Work instructions:
Revise the part of the listing that opens with the line containing "target: betway sponsor logo" and closes with the line containing "77], [100, 81]]" by replacing "simplified polygon" with "approximate polygon" and leaving everything else unchanged. Return only those lines.

Rows from a segmentation dataset
*****

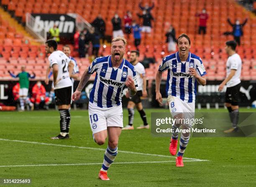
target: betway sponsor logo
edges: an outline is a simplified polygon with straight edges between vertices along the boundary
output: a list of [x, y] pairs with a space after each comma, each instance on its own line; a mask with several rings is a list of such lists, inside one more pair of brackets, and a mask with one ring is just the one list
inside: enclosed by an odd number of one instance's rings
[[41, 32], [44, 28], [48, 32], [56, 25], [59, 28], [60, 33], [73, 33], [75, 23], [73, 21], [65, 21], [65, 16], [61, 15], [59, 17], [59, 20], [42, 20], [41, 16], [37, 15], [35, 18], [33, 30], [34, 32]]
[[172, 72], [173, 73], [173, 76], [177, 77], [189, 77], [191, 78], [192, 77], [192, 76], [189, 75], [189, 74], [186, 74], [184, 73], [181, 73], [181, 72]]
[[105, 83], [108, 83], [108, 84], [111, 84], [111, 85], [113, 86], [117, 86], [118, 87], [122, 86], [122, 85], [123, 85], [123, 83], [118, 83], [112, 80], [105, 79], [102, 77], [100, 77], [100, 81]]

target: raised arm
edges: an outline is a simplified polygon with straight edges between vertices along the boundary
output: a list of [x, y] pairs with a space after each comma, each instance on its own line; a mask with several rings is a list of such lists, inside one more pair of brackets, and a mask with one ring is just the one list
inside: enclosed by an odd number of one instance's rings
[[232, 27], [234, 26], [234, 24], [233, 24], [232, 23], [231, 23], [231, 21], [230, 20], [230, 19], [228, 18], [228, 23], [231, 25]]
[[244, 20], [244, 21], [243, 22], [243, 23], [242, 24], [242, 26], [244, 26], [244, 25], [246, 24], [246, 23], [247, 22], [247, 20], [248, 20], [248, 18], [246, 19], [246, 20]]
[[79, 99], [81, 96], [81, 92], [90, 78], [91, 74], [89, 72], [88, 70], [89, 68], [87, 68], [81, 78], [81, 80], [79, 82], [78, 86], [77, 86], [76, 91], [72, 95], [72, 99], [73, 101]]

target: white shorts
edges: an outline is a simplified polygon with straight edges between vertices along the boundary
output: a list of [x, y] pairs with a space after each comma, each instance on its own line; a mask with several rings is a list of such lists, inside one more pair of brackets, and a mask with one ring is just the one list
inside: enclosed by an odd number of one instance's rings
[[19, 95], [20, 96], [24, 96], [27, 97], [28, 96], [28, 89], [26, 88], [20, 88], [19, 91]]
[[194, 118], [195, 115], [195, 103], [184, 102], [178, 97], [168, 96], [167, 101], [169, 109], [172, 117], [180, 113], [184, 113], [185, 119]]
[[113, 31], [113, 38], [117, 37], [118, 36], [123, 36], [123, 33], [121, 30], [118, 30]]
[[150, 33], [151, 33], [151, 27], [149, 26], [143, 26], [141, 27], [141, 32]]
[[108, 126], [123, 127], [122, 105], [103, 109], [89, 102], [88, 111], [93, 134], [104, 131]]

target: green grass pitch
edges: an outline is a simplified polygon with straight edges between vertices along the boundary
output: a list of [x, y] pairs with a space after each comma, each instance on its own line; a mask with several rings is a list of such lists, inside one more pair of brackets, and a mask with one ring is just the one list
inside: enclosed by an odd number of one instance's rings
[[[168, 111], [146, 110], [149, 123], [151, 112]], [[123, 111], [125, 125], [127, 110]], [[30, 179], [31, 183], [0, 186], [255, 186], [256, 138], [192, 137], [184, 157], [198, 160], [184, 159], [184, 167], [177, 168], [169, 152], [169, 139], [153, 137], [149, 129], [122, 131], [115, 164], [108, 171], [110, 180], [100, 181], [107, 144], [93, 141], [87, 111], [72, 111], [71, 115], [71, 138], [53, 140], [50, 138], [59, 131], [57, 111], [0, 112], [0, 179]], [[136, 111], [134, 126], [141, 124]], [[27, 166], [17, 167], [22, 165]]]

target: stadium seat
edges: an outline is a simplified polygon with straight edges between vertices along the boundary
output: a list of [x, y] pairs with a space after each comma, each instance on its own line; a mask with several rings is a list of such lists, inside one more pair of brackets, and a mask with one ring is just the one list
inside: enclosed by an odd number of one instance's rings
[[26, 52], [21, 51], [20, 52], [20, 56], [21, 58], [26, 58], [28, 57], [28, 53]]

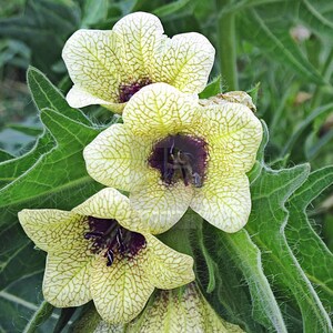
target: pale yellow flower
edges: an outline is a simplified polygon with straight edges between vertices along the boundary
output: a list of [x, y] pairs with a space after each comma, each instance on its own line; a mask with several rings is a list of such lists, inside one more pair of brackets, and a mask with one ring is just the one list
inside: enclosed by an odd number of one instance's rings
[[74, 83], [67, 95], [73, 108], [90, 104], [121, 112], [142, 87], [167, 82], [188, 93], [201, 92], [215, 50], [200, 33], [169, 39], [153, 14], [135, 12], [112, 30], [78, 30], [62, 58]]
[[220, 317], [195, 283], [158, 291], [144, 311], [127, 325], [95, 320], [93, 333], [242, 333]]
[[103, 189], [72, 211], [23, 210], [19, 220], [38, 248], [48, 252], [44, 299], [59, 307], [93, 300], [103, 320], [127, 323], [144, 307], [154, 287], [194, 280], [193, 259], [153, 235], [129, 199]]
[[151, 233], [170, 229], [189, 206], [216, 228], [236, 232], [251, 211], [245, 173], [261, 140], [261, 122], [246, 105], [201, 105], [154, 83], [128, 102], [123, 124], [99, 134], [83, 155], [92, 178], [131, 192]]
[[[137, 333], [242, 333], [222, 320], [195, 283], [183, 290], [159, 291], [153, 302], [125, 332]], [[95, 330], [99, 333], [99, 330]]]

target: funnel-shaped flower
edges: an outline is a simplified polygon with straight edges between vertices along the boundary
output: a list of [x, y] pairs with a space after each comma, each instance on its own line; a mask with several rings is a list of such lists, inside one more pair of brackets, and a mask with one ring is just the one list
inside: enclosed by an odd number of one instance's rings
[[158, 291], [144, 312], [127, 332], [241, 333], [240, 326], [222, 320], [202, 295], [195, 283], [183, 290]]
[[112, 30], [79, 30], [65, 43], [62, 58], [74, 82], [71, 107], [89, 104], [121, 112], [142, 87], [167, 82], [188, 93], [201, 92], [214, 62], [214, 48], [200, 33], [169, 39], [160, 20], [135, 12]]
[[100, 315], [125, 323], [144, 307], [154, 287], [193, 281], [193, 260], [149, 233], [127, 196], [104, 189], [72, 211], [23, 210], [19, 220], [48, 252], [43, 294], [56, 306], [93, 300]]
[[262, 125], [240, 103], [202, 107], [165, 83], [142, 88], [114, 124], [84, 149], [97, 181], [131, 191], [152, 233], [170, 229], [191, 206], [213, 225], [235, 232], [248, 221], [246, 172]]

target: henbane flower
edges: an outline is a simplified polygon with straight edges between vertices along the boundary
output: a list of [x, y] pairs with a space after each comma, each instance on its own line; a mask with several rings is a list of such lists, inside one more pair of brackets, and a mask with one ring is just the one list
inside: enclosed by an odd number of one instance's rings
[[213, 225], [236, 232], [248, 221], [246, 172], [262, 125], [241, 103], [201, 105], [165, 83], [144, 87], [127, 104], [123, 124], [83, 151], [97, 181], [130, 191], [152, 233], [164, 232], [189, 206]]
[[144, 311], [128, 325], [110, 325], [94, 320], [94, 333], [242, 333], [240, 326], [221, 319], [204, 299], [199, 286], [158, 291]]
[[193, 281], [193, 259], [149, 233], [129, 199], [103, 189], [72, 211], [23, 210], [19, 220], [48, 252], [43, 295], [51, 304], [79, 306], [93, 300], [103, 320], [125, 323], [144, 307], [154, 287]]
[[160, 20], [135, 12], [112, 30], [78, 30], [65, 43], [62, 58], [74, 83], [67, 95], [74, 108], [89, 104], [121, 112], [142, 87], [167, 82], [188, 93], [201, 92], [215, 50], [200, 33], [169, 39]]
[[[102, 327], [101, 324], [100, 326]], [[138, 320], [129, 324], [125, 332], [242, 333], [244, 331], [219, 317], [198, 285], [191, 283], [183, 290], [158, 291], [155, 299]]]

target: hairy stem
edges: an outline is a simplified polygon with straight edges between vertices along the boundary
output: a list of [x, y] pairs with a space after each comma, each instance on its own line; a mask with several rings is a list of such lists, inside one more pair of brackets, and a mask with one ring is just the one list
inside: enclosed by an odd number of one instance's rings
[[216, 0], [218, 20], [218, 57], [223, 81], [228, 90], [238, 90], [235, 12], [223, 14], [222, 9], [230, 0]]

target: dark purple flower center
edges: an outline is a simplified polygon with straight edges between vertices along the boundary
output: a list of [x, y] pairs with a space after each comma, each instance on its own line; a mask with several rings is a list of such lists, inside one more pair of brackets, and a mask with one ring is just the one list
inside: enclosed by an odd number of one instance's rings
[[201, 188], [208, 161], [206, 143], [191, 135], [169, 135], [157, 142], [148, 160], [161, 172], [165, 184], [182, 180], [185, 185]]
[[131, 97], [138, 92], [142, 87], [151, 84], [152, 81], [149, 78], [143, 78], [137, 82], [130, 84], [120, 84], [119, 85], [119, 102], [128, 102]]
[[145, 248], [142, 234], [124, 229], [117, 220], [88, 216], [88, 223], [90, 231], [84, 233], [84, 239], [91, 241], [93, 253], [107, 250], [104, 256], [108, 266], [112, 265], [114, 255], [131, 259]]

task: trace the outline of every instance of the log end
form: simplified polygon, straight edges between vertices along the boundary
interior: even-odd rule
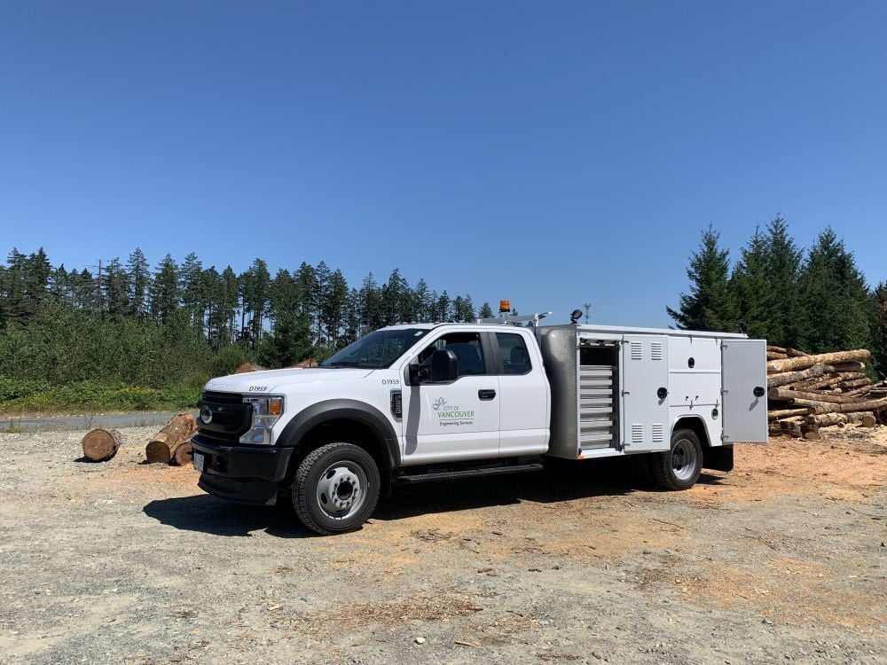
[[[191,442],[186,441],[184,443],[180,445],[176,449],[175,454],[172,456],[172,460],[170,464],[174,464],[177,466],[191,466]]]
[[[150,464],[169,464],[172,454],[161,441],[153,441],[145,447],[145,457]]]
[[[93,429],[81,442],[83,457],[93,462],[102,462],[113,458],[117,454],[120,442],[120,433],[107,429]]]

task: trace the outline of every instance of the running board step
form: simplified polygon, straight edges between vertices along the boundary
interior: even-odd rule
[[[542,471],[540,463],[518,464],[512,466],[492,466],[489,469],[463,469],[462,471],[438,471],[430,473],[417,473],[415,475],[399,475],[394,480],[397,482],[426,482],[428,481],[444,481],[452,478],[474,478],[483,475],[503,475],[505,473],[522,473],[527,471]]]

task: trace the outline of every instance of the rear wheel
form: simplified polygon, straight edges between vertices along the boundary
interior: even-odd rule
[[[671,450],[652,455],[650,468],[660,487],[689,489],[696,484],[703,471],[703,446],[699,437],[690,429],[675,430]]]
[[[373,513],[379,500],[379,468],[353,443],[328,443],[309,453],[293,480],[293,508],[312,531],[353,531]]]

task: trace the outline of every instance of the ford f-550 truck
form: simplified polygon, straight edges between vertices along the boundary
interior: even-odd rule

*****

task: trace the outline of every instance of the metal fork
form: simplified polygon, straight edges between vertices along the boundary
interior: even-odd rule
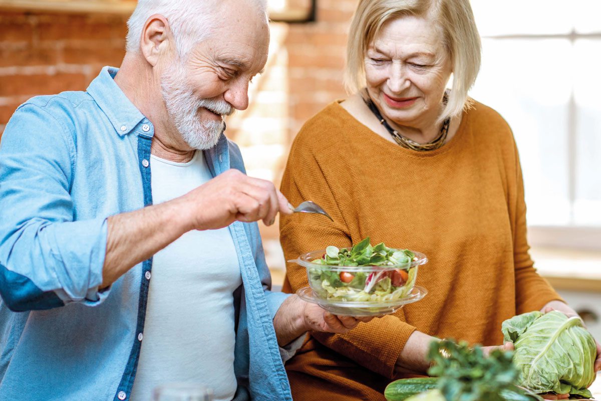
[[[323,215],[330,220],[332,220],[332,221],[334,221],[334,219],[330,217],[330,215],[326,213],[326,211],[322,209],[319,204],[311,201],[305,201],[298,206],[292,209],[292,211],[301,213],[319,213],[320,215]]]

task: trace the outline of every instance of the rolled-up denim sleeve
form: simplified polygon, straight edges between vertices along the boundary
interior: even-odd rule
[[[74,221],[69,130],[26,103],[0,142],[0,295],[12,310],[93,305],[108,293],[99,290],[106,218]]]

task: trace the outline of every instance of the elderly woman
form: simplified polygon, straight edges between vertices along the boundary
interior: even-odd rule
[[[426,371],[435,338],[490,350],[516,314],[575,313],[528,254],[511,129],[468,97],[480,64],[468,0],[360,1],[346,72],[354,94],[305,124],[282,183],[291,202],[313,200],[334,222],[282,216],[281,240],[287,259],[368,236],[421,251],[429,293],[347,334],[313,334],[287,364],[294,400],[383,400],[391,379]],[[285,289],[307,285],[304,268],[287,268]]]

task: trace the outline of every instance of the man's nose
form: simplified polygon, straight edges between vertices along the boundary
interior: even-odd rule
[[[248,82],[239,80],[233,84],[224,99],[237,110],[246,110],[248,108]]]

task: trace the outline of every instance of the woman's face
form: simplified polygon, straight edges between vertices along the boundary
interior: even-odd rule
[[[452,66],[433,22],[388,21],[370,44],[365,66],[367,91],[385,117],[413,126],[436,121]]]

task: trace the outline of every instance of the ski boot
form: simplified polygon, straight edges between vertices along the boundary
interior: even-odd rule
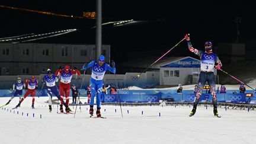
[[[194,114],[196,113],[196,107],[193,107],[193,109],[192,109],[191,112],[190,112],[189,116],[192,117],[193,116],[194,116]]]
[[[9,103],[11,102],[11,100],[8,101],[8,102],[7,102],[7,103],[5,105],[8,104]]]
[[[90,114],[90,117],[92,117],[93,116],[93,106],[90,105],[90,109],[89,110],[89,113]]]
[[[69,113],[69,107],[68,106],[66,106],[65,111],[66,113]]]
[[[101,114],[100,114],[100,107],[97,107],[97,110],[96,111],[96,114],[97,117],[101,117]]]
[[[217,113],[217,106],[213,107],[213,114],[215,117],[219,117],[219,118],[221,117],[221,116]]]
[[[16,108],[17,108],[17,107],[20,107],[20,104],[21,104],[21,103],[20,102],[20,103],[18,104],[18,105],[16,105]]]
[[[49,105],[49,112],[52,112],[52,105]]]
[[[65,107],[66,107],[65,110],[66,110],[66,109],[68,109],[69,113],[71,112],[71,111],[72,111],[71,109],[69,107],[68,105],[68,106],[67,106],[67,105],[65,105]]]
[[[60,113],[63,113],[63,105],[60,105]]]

*****

Correct result:
target: betway sponsor logo
edges: an outline is a approximate polygon with straight edges between vertices along the boundary
output: a list of [x, y] pairs with a space after each comma, each instance on its own line; a mask with several rings is a list of such lists, inside one more pair of brackets, and a mask with one ring is just the one list
inside: enclosed by an odd number of one instance's rings
[[41, 32], [44, 28], [48, 32], [56, 25], [59, 28], [60, 33], [73, 33], [75, 23], [73, 21], [65, 21], [65, 16], [61, 15], [59, 17], [59, 20], [42, 20], [41, 16], [37, 15], [35, 18], [33, 30], [34, 32]]
[[172, 72], [173, 73], [173, 76], [177, 77], [189, 77], [191, 78], [192, 77], [192, 76], [189, 75], [189, 74], [186, 74], [184, 73], [181, 73], [181, 72]]
[[105, 83], [108, 83], [108, 84], [111, 84], [111, 85], [113, 86], [117, 86], [118, 87], [122, 86], [122, 85], [123, 85], [123, 83], [118, 83], [112, 80], [105, 79], [102, 77], [100, 77], [100, 81]]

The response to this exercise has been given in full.